▶ _TASK REQUIREMENTS_:
1. According to the SLIM contribution guidance below, why should a proposed change to an existing best practice guide be cross-cutting instead of specific to one project?
2. From the SLIM contribution guidance below, list every item that a person reporting a security vulnerability is asked to be sure to do.

Here's some guidance on submitting a new best practice guide request:
- Navigate to our issue tracking system and file a new issue
- Select the new best practice guide request template button
- Fill out the template fields to the best of your ability
We welcome changes and improvements to our existing best practice guides. However, please make sure to do the following prior to submitting a request:
- Check for duplicates - there may be an issue ticket already describing your change / improvement request, so check the issue tracking system first
- Cross-cutting - is your proposed change / improvement to a guide need cross-cutting? Or is it very specific to your project? We strive for offerring cross-cutting, and more general guides in this project so please make sure your change request is a general solution that could be applicable to many SLIM community-member projects.
Here's some guidance on submitting a best practice guide change request:
- Navigate to our issue tracking system and file a new issue
- Select the new best practice guide change / improvement request template button
- Fill out the template fields to the best of your ability
Process improvement need requests are the atomic needs that represent SLIM community challenges. Needs are often aggregated together to develop comprehensive guides. You can help us identify and fill out needs that can help SLIM assess which process improvement needs are most important. However, please make sure to do the following prior to submitting a request:
- Check for duplicates - there may be an issue ticket already describing your change / improvement request, so check the issue tracking system first
Here's some guidance on submitting a process improvement need request:
- Navigate to our issue tracking system and file a new issue
- Select the new process improvement need request template button
- Fill out the template fields to the best of your ability
Our SLIM website is constantly evolving, and you can help us by submitting reqeuests for new features. However, please make sure to do the following prior to submitting a request:
- Check for duplicates - there may be an issue ticket already describing your change / improvement request, so check the issue tracking system first
Here's some guidance on submitting a website feature request:
- Navigate to our issue tracking system and file a new issue
- Select the website feature request template button
- Fill out the template fields to the best of your ability
Security vulnerabilities should not be filed to the regular issue tracking system.
Report your security vulnerabilities to (see contact links): https://github.com/riverma
Please be sure to:
- Indicate the severity of the vulnerability
- Provide any workarounds, if you know them
- Provide return-contact information to follow-up with you if needed
Reviewing others' contributions is a great way to learn about best practices in both contributions as well as software.

▶ _LISTED ENTRIES_:

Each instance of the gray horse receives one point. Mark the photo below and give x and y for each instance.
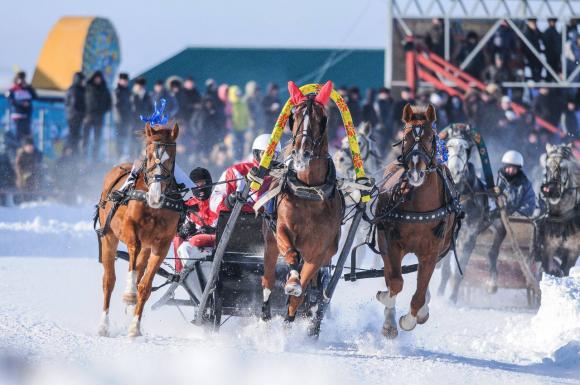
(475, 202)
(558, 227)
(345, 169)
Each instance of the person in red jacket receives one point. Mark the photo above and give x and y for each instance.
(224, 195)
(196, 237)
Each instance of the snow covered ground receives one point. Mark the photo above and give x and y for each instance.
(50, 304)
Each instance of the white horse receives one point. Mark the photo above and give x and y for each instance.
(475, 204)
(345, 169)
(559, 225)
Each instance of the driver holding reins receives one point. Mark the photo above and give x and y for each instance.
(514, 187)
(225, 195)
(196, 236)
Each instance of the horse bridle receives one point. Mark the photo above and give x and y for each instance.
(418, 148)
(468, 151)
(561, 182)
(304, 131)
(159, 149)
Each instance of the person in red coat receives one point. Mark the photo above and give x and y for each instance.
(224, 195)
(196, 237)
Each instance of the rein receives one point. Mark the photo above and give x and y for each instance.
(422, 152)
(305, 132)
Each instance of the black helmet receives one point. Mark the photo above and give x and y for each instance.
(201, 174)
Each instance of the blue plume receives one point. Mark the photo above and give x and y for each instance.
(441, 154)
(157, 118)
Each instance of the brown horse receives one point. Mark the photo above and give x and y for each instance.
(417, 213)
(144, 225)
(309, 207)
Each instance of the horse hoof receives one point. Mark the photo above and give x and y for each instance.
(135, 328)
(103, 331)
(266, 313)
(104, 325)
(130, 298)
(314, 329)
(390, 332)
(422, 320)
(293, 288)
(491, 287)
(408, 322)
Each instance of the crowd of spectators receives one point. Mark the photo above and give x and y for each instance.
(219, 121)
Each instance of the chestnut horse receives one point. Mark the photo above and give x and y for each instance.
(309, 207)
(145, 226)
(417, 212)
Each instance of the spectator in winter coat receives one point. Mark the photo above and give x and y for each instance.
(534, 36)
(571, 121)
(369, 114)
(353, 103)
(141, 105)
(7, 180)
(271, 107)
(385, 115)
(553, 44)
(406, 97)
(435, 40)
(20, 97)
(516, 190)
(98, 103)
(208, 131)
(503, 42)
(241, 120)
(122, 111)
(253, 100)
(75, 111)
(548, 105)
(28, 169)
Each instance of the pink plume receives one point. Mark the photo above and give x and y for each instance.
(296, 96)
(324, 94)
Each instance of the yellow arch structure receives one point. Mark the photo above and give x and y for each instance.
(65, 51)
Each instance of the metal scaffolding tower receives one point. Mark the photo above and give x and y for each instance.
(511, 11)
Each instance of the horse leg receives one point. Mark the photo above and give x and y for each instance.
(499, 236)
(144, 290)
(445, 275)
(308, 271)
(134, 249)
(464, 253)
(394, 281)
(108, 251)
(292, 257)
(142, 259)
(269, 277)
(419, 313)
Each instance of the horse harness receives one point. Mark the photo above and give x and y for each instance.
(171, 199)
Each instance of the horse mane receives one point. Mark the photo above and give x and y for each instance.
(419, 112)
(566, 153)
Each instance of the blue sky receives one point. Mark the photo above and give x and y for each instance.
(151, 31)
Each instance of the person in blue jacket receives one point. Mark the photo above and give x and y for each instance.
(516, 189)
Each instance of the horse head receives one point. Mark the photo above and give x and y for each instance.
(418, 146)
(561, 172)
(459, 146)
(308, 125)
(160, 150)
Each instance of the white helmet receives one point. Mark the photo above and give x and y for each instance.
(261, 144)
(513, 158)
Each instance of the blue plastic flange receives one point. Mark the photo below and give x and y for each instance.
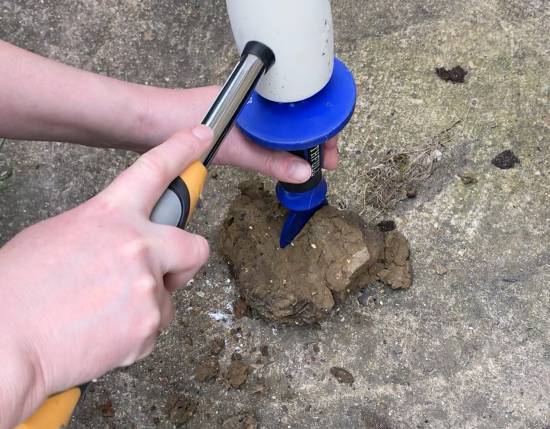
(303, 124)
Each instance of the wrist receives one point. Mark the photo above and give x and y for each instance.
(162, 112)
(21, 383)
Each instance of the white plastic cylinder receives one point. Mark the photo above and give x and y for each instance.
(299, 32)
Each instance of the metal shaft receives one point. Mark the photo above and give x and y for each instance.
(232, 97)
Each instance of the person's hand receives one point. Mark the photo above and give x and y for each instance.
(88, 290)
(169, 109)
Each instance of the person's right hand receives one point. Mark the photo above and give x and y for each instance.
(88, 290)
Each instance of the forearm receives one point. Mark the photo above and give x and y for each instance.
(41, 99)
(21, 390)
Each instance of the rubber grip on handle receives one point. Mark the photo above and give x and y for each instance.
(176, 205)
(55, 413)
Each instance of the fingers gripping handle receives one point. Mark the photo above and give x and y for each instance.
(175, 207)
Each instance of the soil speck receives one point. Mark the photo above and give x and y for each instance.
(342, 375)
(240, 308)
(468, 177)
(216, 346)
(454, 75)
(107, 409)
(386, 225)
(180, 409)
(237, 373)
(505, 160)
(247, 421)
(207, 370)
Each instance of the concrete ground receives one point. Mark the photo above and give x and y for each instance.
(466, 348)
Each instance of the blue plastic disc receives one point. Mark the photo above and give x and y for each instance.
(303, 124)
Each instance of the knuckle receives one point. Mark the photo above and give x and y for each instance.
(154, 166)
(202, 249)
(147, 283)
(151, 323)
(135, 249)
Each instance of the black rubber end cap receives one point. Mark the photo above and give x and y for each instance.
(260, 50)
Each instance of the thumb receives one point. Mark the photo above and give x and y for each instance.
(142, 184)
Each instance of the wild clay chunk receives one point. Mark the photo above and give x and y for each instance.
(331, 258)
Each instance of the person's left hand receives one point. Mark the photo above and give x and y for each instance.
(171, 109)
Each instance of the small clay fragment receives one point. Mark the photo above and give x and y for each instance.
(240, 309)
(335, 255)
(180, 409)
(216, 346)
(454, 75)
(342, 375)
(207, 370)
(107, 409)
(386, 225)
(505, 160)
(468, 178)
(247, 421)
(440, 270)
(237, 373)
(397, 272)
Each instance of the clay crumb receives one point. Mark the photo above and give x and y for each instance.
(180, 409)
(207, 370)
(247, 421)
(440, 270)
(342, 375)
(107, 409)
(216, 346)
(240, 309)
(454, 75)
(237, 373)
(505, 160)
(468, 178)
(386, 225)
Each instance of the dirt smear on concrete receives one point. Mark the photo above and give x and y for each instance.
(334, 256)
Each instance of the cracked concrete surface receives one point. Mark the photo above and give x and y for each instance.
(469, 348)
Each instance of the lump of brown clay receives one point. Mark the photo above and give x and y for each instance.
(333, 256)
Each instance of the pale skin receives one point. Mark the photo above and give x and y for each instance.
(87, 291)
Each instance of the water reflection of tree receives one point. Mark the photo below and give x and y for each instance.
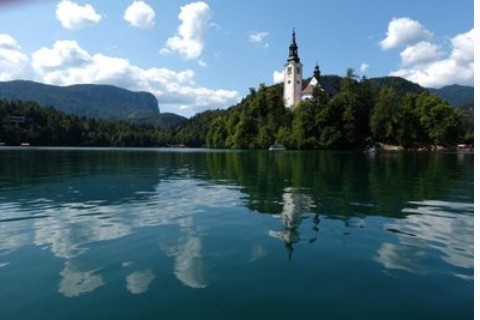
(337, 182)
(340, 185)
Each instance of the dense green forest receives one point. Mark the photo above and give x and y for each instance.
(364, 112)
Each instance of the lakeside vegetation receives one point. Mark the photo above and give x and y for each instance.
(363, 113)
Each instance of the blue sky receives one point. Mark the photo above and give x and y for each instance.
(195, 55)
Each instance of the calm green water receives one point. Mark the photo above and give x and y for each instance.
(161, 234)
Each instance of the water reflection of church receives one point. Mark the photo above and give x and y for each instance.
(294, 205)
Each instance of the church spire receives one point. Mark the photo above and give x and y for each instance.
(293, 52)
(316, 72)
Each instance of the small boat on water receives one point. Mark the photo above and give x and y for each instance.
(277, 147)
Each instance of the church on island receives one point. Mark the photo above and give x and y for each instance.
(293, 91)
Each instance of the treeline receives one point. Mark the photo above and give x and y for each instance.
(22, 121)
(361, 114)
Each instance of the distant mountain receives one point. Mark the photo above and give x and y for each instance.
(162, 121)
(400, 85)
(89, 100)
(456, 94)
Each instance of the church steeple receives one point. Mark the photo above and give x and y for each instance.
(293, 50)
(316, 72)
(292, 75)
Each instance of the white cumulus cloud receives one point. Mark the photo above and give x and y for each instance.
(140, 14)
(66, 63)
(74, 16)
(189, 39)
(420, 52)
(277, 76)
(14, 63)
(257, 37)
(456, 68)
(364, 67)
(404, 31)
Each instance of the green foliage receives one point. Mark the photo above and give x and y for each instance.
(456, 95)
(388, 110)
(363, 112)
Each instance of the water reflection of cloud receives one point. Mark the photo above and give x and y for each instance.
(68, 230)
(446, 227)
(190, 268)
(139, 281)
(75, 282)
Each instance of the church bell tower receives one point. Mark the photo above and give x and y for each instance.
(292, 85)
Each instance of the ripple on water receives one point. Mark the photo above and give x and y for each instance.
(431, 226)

▶ _TASK-BY-TASK OUTPUTS_:
1. The project strives to offer cross-cutting, more general guides. A change request should therefore be a general solution that could apply to many SLIM community-member projects.

2.
- Indicate the severity of the vulnerability.
- Provide any workarounds, if known.
- Provide return-contact information for follow-up if needed.